[[ RECORDS SUPPLIED open ]]

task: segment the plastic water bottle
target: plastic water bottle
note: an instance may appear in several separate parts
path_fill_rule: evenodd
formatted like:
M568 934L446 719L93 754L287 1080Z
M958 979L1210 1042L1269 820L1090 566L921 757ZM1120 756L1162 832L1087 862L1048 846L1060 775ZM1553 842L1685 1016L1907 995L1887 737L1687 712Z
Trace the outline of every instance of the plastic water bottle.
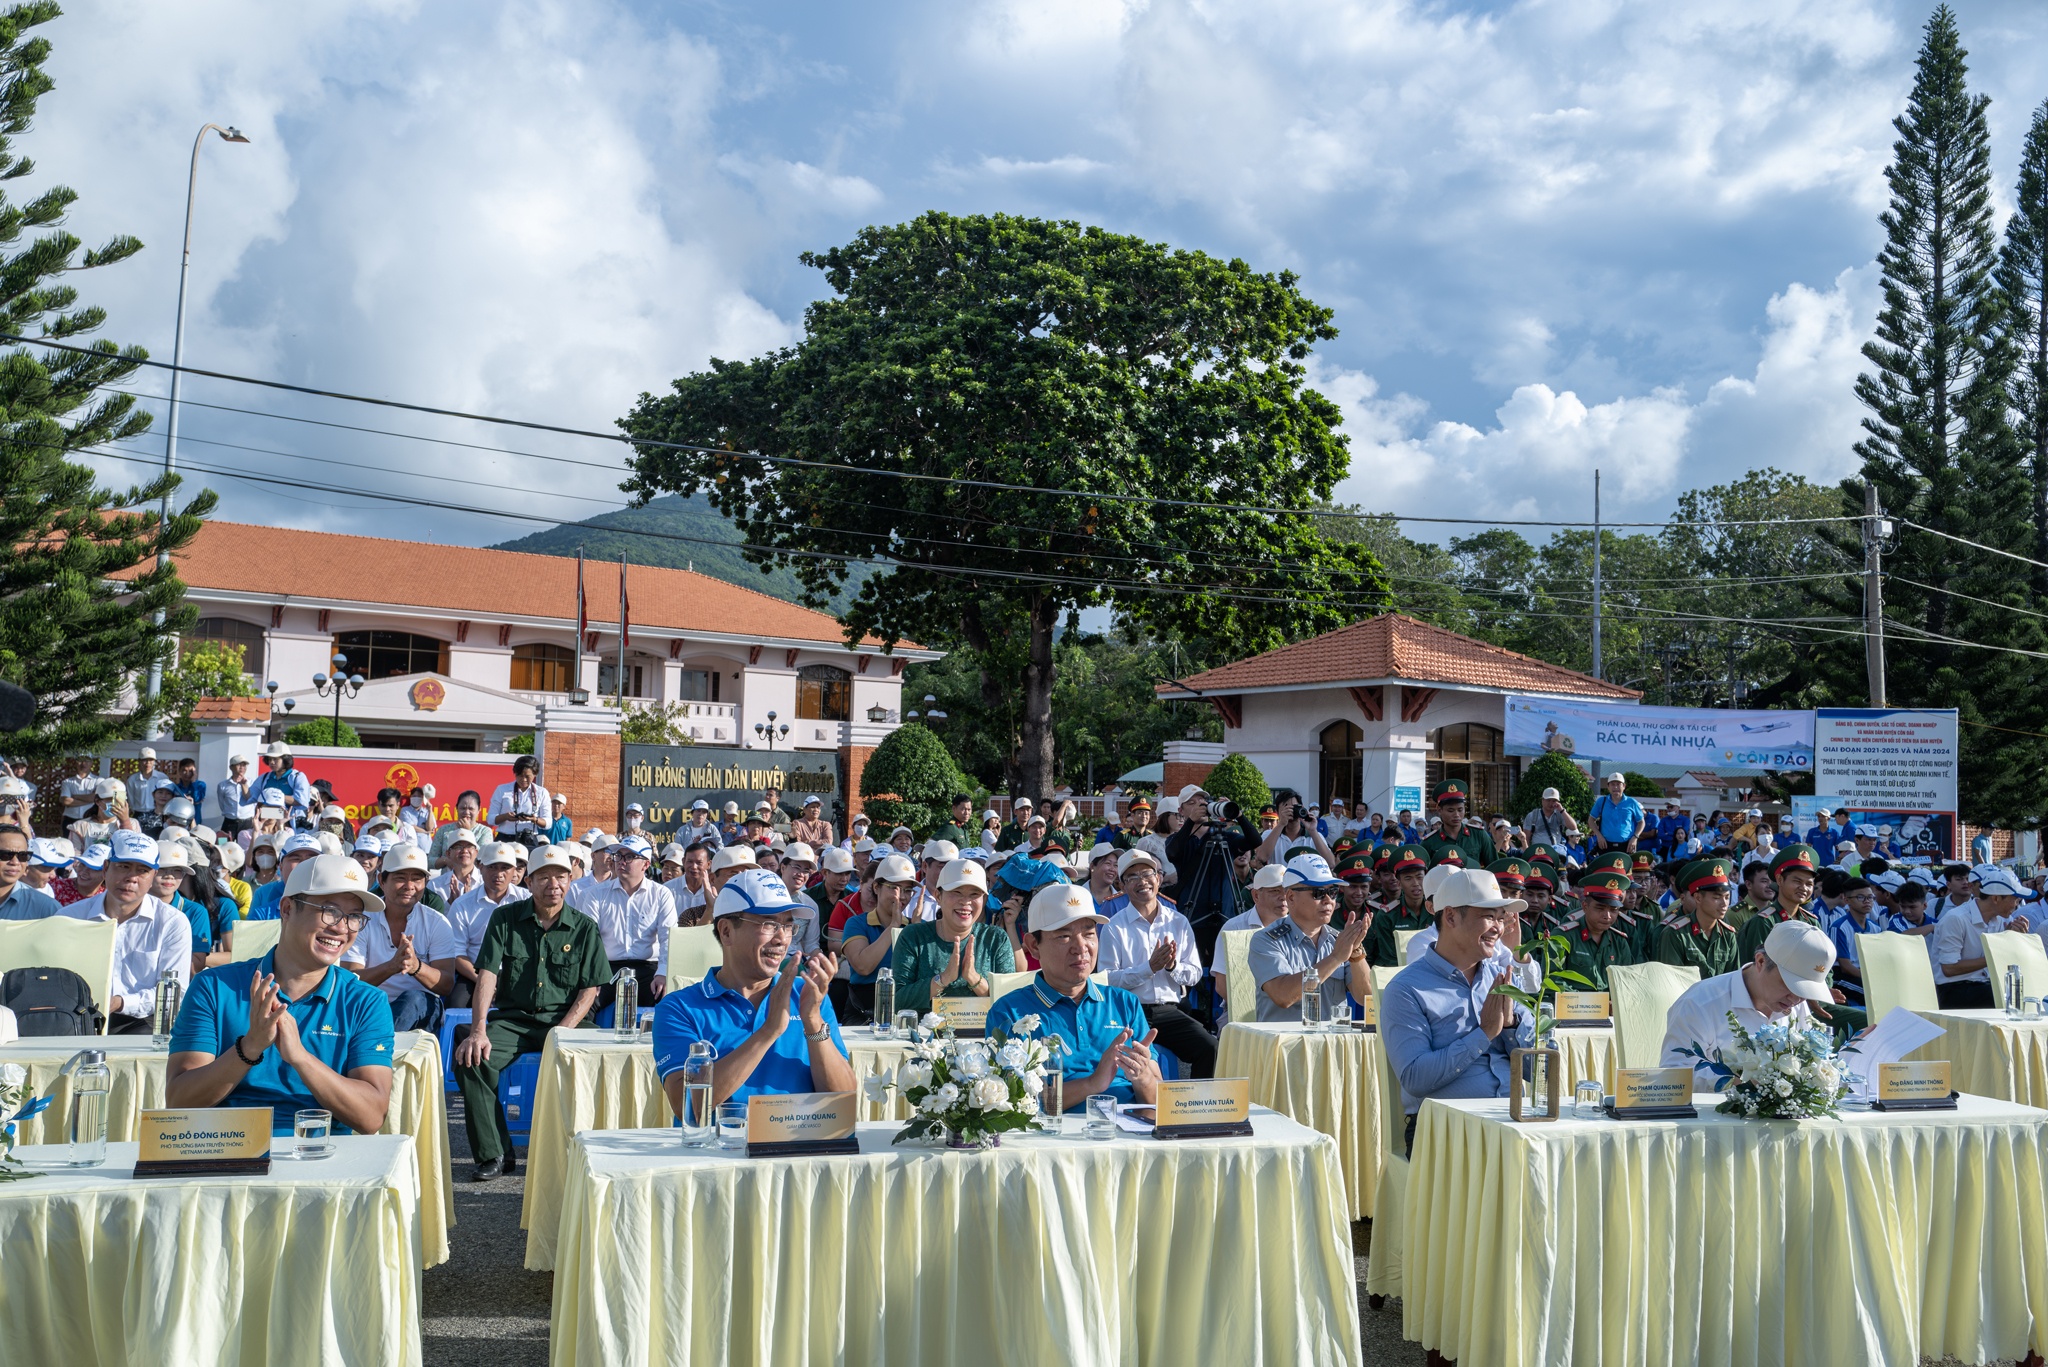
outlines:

[[ RECORDS SUPPLIED closed ]]
[[ RECORDS SUPPLIED open ]]

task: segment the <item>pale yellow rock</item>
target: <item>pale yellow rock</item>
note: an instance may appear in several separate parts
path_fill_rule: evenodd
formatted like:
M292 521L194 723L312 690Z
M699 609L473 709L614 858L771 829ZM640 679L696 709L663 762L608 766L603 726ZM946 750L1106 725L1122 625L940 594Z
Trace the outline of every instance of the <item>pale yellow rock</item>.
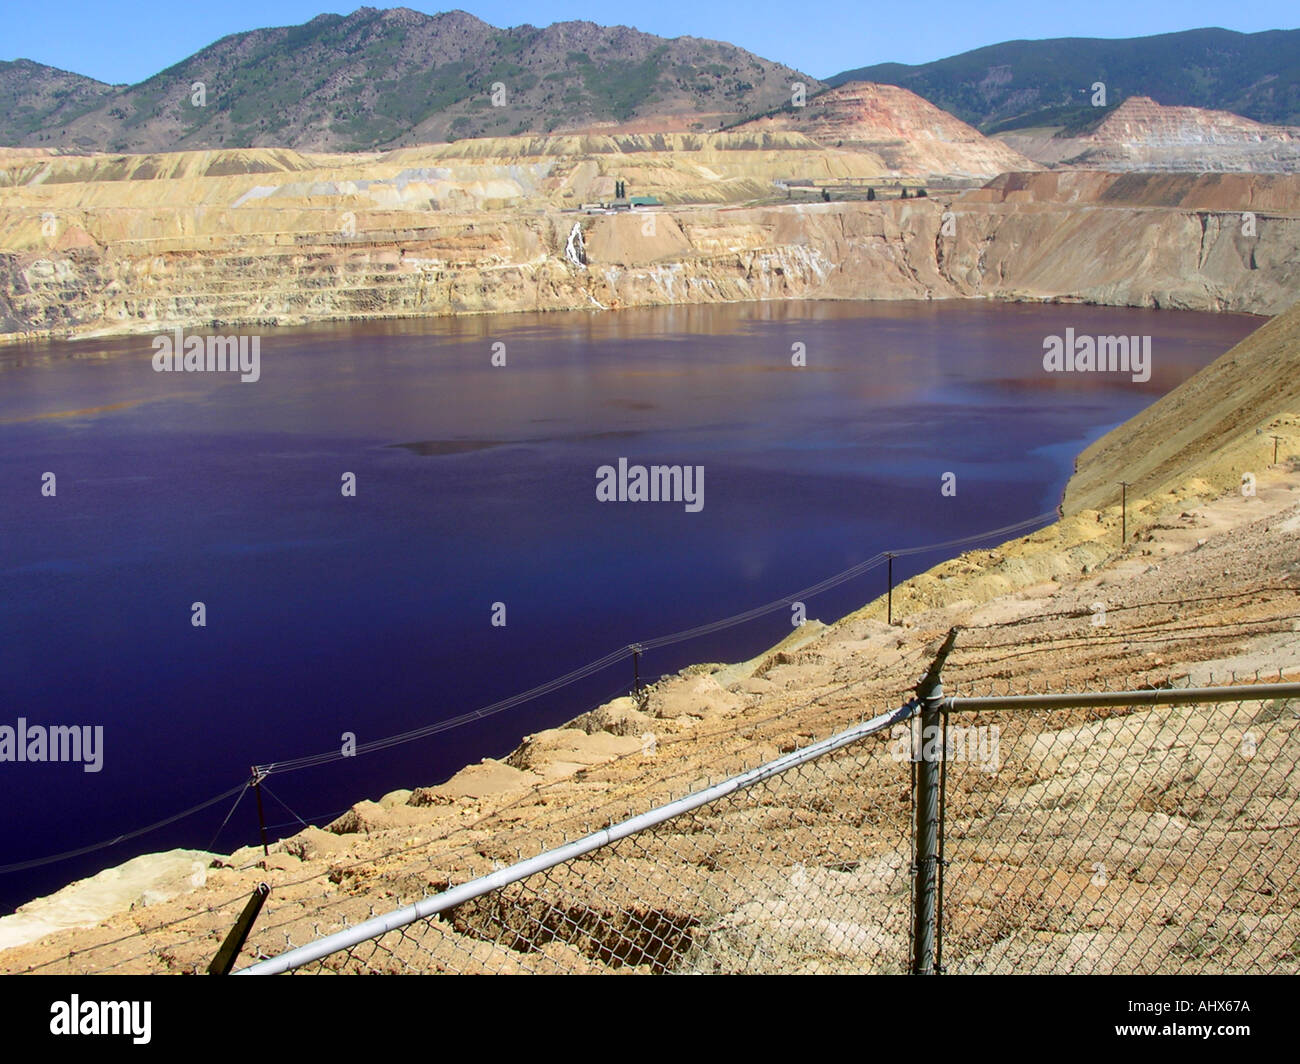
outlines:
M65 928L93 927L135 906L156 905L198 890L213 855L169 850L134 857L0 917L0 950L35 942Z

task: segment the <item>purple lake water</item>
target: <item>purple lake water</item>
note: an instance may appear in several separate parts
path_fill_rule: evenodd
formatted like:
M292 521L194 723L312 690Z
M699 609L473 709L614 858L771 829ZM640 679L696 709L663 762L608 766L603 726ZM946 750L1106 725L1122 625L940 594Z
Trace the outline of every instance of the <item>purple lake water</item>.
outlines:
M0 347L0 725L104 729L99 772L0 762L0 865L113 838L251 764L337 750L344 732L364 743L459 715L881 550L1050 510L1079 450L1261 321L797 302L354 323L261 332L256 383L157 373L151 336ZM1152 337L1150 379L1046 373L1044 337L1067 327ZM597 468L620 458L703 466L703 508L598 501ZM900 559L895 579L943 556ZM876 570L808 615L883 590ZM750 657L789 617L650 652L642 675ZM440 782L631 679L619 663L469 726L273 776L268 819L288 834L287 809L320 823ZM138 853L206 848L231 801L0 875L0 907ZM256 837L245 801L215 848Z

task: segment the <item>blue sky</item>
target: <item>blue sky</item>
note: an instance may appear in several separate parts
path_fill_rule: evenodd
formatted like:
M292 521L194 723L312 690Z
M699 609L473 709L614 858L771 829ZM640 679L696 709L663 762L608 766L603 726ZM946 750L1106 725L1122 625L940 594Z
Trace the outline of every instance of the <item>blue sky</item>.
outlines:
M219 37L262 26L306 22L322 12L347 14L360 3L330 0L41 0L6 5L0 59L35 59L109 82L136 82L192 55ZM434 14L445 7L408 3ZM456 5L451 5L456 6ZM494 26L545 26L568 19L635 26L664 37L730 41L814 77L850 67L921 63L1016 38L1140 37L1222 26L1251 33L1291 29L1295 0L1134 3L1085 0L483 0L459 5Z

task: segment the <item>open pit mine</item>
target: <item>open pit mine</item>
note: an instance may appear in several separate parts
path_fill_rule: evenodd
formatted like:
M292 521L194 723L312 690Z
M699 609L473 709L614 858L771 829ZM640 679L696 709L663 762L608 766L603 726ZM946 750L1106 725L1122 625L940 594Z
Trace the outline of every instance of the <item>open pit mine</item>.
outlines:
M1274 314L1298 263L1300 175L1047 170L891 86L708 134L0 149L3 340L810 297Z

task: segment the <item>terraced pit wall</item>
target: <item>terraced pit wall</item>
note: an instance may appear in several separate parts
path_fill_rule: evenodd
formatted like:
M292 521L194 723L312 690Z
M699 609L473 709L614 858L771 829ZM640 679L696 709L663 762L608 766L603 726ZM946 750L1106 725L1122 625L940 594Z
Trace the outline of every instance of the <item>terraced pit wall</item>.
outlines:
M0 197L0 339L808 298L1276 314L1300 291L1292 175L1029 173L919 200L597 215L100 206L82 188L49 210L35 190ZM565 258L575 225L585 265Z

[[ RECORDS SUPPLIED closed ]]
[[ RECORDS SUPPLIED open ]]

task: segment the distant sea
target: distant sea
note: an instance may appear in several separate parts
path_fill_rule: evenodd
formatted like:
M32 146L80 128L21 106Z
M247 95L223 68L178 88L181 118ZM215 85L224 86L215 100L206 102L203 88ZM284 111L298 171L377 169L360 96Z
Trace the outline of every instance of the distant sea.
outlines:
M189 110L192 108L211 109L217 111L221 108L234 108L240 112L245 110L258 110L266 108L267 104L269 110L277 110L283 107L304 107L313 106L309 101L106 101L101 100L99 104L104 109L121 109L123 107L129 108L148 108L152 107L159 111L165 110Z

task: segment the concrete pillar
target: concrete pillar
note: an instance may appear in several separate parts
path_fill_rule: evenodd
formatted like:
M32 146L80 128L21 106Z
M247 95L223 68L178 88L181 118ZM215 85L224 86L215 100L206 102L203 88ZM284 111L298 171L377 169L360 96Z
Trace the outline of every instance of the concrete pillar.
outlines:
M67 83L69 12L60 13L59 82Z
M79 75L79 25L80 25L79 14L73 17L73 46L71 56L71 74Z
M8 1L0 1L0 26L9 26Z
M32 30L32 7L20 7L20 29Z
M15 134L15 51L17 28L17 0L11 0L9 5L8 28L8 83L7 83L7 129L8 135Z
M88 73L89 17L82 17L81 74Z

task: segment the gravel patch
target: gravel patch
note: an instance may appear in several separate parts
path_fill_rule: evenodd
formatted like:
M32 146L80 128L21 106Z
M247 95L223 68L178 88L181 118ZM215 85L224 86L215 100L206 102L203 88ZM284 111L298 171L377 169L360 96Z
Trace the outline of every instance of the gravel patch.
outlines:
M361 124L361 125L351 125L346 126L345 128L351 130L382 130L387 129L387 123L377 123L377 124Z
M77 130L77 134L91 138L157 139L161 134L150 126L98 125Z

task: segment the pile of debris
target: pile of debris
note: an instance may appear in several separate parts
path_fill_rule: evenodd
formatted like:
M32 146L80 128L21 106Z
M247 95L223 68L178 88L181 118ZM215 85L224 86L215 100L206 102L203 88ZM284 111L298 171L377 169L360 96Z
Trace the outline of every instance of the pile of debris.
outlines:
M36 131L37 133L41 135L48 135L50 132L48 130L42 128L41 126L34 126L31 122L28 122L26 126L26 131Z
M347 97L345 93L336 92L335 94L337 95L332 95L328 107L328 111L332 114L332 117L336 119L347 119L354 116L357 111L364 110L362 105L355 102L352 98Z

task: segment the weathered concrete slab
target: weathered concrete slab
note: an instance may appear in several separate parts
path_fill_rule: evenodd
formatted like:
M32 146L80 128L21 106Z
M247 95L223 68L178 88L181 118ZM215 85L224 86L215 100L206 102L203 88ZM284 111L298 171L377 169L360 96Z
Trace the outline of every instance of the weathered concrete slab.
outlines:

[[ RECORDS SUPPLIED closed ]]

**ASSIGNMENT**
A complete answer reproduces every line of the records in which the word "bottle" occurs.

**SOLUTION BELOW**
task: segment the plastic water bottle
target: plastic water bottle
Trace the outline of every instance of the plastic water bottle.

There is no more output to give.